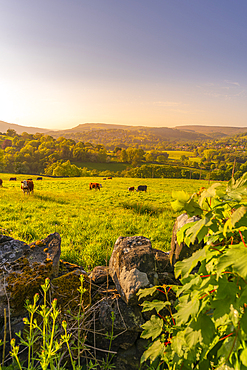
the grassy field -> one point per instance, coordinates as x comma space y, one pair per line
111, 166
90, 221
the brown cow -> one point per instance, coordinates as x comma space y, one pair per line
94, 185
27, 186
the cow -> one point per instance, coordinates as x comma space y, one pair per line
94, 185
142, 188
27, 186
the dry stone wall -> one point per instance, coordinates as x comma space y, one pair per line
133, 265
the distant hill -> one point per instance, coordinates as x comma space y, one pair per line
213, 131
4, 126
94, 131
100, 133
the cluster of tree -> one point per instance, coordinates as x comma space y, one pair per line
28, 153
38, 153
43, 154
146, 138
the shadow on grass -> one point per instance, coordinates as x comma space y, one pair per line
47, 198
142, 209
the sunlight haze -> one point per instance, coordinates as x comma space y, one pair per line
150, 63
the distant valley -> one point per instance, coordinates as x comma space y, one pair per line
102, 133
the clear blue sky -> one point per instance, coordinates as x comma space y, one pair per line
133, 62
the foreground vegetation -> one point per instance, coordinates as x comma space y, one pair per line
89, 222
208, 328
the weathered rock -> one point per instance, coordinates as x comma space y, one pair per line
132, 266
135, 265
24, 268
126, 324
100, 275
182, 251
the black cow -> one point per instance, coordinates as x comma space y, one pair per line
142, 188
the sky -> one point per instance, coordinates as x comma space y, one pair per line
133, 62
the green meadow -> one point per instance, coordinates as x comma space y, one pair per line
90, 221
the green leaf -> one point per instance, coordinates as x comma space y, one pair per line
235, 217
243, 357
243, 297
155, 304
185, 311
156, 350
236, 257
184, 267
243, 322
192, 337
152, 328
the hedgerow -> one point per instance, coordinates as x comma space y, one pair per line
208, 329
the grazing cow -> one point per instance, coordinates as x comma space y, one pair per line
27, 186
94, 185
142, 188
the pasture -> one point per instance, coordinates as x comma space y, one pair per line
90, 221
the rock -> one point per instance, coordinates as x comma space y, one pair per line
132, 266
126, 325
135, 265
24, 268
182, 251
100, 275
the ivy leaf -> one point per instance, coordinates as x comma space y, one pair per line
184, 267
236, 257
243, 357
185, 311
198, 228
244, 322
155, 304
156, 350
235, 217
152, 328
205, 328
192, 337
243, 297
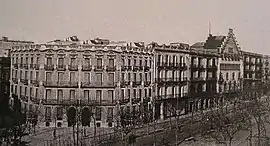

### Given task
Format all of the data above as a JSON list of strings, with one string for each line and blank lines omitted. Leave the pictures out of the list.

### Result
[
  "the grassy field -> one point per instance, coordinates as x comma space y, one pair per line",
  "111, 166",
  "90, 221",
  "the brown cow -> one point per instance, coordinates as x comma space y, one pair per line",
  "94, 185",
  "27, 186",
  "the cow -> one point per instance, coordinates as x comma space y, one pair per line",
  "94, 185",
  "142, 188",
  "27, 186",
  "the dry stone wall -> one point per instance, coordinates as x comma space y, one pair per line",
  "133, 265",
  "the distant hill -> one point per instance, coordinates as x comma space y, one pair per line",
  "213, 131",
  "4, 126",
  "94, 131",
  "100, 133",
  "the cluster of tree -> one point per instance, coordinates as x comma space y, one pair per line",
  "28, 153",
  "38, 153",
  "43, 154",
  "146, 138",
  "the shadow on grass -> one point per instance, coordinates as x comma space y, one pair per line",
  "47, 198",
  "142, 209",
  "the sunlight haze -> one point per instance, coordinates as x comma space y, one pair per line",
  "150, 63",
  "the distant valley -> one point per instance, coordinates as x comma space y, one pair per line",
  "102, 133",
  "the clear blue sky -> one point per instance, coordinates as x comma space y, one pair per line",
  "133, 62",
  "the foreground vegetation -> one point per instance, coordinates as x comma space y, one pair per line",
  "89, 222",
  "208, 328",
  "the weathered rock -> one point per instance, coordinates as x comma space y, one pair per line",
  "132, 266",
  "135, 265",
  "24, 268",
  "126, 324",
  "100, 275",
  "182, 251",
  "the black cow -> one point per instance, coordinates as x comma space y, one pair per line",
  "142, 188",
  "the sky -> one point per instance, coordinates as x comma space y, one pair per line",
  "133, 62",
  "the green meadow -> one point per instance, coordinates as x comma space y, one pair per line",
  "90, 221",
  "the green leaf -> one point per instance, coordinates as x comma space y, one pair per line",
  "235, 217",
  "243, 357",
  "243, 297",
  "155, 304",
  "185, 311",
  "156, 350",
  "236, 257",
  "184, 267",
  "243, 322",
  "192, 337",
  "152, 328",
  "the hedgerow -> one point per instance, coordinates as x comma space y, one pair per line",
  "208, 329",
  "the grazing cow -> one point per instance, coordinates as x comma space y, one pair per line",
  "27, 186",
  "94, 185",
  "142, 188",
  "the pasture -> one point per instance, coordinates as x comma space y, one pair per line",
  "90, 221",
  "the rock -> one point per instance, coordinates as x comma space y, one pair per line",
  "132, 266",
  "126, 325",
  "135, 265",
  "24, 268",
  "182, 251",
  "100, 275",
  "the ivy leaf -> one point per instance, coordinates as x comma space y, one pair per line",
  "184, 267",
  "236, 257",
  "243, 357",
  "185, 311",
  "198, 228",
  "244, 322",
  "155, 304",
  "156, 350",
  "235, 217",
  "152, 328",
  "205, 328",
  "192, 337",
  "243, 297"
]